### Brief:
Copy every one of the following rows word for word, with nothing changed.

start Raw records

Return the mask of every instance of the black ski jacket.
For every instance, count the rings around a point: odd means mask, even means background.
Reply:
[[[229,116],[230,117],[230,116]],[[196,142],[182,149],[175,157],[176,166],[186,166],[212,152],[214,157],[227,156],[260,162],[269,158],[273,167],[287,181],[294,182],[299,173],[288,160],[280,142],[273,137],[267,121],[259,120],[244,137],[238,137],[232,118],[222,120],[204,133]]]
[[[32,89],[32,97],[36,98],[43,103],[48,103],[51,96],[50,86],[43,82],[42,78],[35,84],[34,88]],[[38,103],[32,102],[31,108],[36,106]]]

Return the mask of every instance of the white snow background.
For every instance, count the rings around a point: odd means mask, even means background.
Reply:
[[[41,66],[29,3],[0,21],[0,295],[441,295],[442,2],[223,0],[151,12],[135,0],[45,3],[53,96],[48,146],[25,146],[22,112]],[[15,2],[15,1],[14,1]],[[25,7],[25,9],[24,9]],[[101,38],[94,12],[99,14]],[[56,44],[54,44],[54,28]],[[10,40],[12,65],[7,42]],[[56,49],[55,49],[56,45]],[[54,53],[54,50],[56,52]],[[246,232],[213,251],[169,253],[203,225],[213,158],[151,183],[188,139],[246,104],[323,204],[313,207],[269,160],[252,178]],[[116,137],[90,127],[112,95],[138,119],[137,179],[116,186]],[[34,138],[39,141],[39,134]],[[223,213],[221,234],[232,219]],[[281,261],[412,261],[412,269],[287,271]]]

end Raw records

### Answer to this task:
Return the mask of every instance of the black ski jacket.
For every instance, count the rings around a point: odd means mask, even means background.
Reply:
[[[229,116],[230,117],[230,116]],[[196,142],[182,149],[175,157],[176,166],[186,166],[212,152],[214,157],[227,156],[260,162],[269,158],[273,167],[287,181],[294,182],[299,173],[288,160],[280,142],[273,137],[267,121],[259,120],[244,137],[238,137],[232,118],[222,120],[204,133]]]
[[[32,89],[32,97],[36,98],[43,103],[48,103],[51,96],[50,86],[43,82],[42,78],[35,84],[34,88]],[[38,103],[32,102],[31,108],[36,106]]]

Return the mask of every instance of the white snow background.
For every instance, count the rings around a point: odd means mask, even means background.
Reply:
[[[41,66],[29,3],[0,21],[0,295],[441,295],[442,2],[223,0],[151,12],[135,0],[45,3],[53,96],[48,146],[25,146],[22,112]],[[15,2],[15,1],[14,1]],[[25,7],[25,9],[24,9]],[[101,38],[94,12],[99,14]],[[56,44],[54,44],[54,28]],[[10,40],[12,65],[7,42]],[[56,49],[55,49],[56,45]],[[54,53],[54,50],[56,52]],[[246,232],[213,251],[169,253],[203,225],[213,158],[151,183],[188,139],[246,104],[323,204],[313,207],[269,160],[252,178]],[[116,137],[90,127],[112,95],[138,119],[137,179],[116,186]],[[34,138],[39,141],[39,134]],[[223,213],[221,234],[232,219]],[[281,261],[412,261],[412,269],[287,271]]]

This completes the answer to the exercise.